--- START OF Document text ---

Summary of Learning Outcomes
4.2 The Organization's External Environment
1. Define the external environment of organizations
Organizations must react and adapt to many forces in their internal and external environments. The context of the firms such as size and geographic location impact how environmental forces affect each organization differently. An understanding of the forces and they currently affecting organizations and pressuring structural change is crucial.
4.3 External Environments and Industries
2. Identify contemporary external forces pressuring organizations
An understanding of the various industries and organizations ‘fit’ with different types of environment in crucial. There are small and large organizations that face environments that are either stable of unstable and managing the organization by recognizing their environment is a crucial skill.
4.4 Organizational Designs and Structures
3. Identify different types of organizational structures, and their strengths and weaknesses
An understanding of Mechanistic vs Organic Structures and Systems and how they differ and how these major concepts help classify different organizational structures is crucial to recognizing organizational structures. Finally, the issue of organizational complexity and its impact on organizational structure needs to be understood.
You should be able to discuss the evolution of different types of Organizational Structures. You should understand and identify the six types of organizational structures, and the advantages and disadvantages of each: Functional, Divisional, Matrix, Geographic, Networked Team, and Virtual.
4.5 The Internal Organization and External Environments
4. Explain how organizations organize to meet external market threats and opportunities
You should understand and identify the six types of organizational structures, and the advantages and disadvantages of each structure:
- Functional
- Divisional
- Matrix
- Geographic
- Networked Team
- Virtual
You should also understand why the internal dimensions of an organization matter with regard to how it fits with its external environment.
4.6 Corporate Cultures
5. Identify the fit between organizational cultures and the external environment
You should be able to identify and differentiate between the four types of organizational cultures and the fit of each with the external environment and describe the CVF framework. Finally, you can identify the internal dimensions of organizations, the interconnection among the dimensions, and how these affect the ‘fit’ with external environments.
4.7 Organizing for Change in the 21st Century
6. Identify environmental trends, demands, and opportunities facing organizations.
Among the trends in the external environment: (1) persistent inequality and unfairness, (2) domestic and international political tensions, (3) environmental dangers, and (4) cyber vulnerabilities. Another trend is that organizations will no longer solely be judged only for their financial performance, or even the quality of their products or services. Rather, they will be evaluated on the basis of their impact on society at large—transforming them from business enterprises into social enterprises.
Exercise \(\PageIndex{1}\)
- Explain how several current environmental forces are affecting and will affect organizations and organizational structures’ effectiveness and efficiency in the near future?
- What are ways to classify and describe how industries and organizations fit and do not fit with their external environments?
- What are a few industries and/or organizations that are fitting well with their current environments? What are a few that are not? Why?
- What are some major differences between organic and mechanistic organizational structures and systems?
- Which organization would you work best in, an organically or mechanistically structured one, and why?
- What are some advantages and disadvantages of functional structures?
- Do you think it’s true that every organization has a hidden functional structure in it? Explain your answer.
- Why have functional structures been criticized for not accommodating new changes in the environment?
- What are some advantages and disadvantages of divisional structures?

--- END OF Document text ---
--- START OF Given data ---

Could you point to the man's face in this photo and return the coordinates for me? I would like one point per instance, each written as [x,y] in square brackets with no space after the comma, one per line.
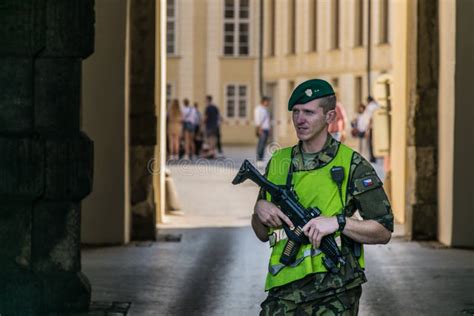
[309,120]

--- END OF Given data ---

= Instructions to follow =
Carry on the summary of learning outcomes on organizations and their external environments from its last line. The data was taken from a separate source.

= Result of this task =
- How is a product structure one type of a divisional structure? Explain.
- What are some disadvantages in working in a matrix structure and why?
- What advantages do matrix structures have compared to functional structures?
- What advantages do geographic structures have compared to a functional structure?
- What are issues that working in a networked team structure present?
- In what ways is a virtual organization and structure different from the other ones discussed in the chapter?
- What major trends discussed at the end of this chapter are different from previous external environments and the ways organizations were organized?
- What purposes does an organization’s culture serve when considering the external environment?
- How does Exhibit 4.16 facilitate an understanding of how the internal organization functions with external environments?
Critical Thinking Case
Wells Fargo, Crisis and Scandal
The recent widespread scandal at Wells Fargo jolted and shocked the corporate world. How could such internal corrupt and outrageously illegal and unethical activities by professionals have occurred? Wells Fargo is “an American multinational financial services company headquartered in San Francisco, California” with offices nationwide and “the world’s second-largest bank by market capitalization and the third largest bank in the U.S. by total assets.” In September 2016 it was discovered that the company was continuing to create fake customer accounts to show positive financial activity and gains. 5,000 salespeople had created 2 million fake customer accounts to meet high-pressure internal sales goals, including a monthly report called the “Motivator.”
The out-of-control sales leadership pressured sales employees to meet unrealistic, outrageous sales targets. Dramatically unrealistic sales goals propelled by continuous pressure from management coerced employees to open accounts for customers who didn't want or need them. “Some Wells Fargo bankers impersonated their customers and used false email addresses like noname@wellsfargo.com, according to a 2015 lawsuit filed by the city of Los Angeles.”
The “abusive sales practices claimed in a lawsuit that Wells Fargo employees probably created 3.5 million bogus accounts” starting in May 2002. Wells Fargo is awaiting final approval to settle that case for $142 million. However, regulators and investigations found that the misconduct was far more “pervasive and persistent” than had been realized. “The bank’s culture of misconduct extended well beyond the original revelations.” For example, regulators found that the company was (1) “overcharging small businesses for credit card transactions by using a ‘deceptive’ 63-page contract to confuse them.” (2) The company also charged at least 570,000 customers for auto insurance they did not need. (3)The firm admitted that it found 20,000 customers who could have defaulted on their car loans from these bogus actions; (4) The company also had created over 3.5 million fake accounts attributed to customers who had no knowledge of such accounts.
Wells Fargo has had to testify before Congress over these charges, which have amounted to $185 million dollars, and more recently the company has been ordered by regulators to return $3.4 million to brokerage customers who were defrauded. The CEO and management team have been fired and had millions of dollars withheld from their pay.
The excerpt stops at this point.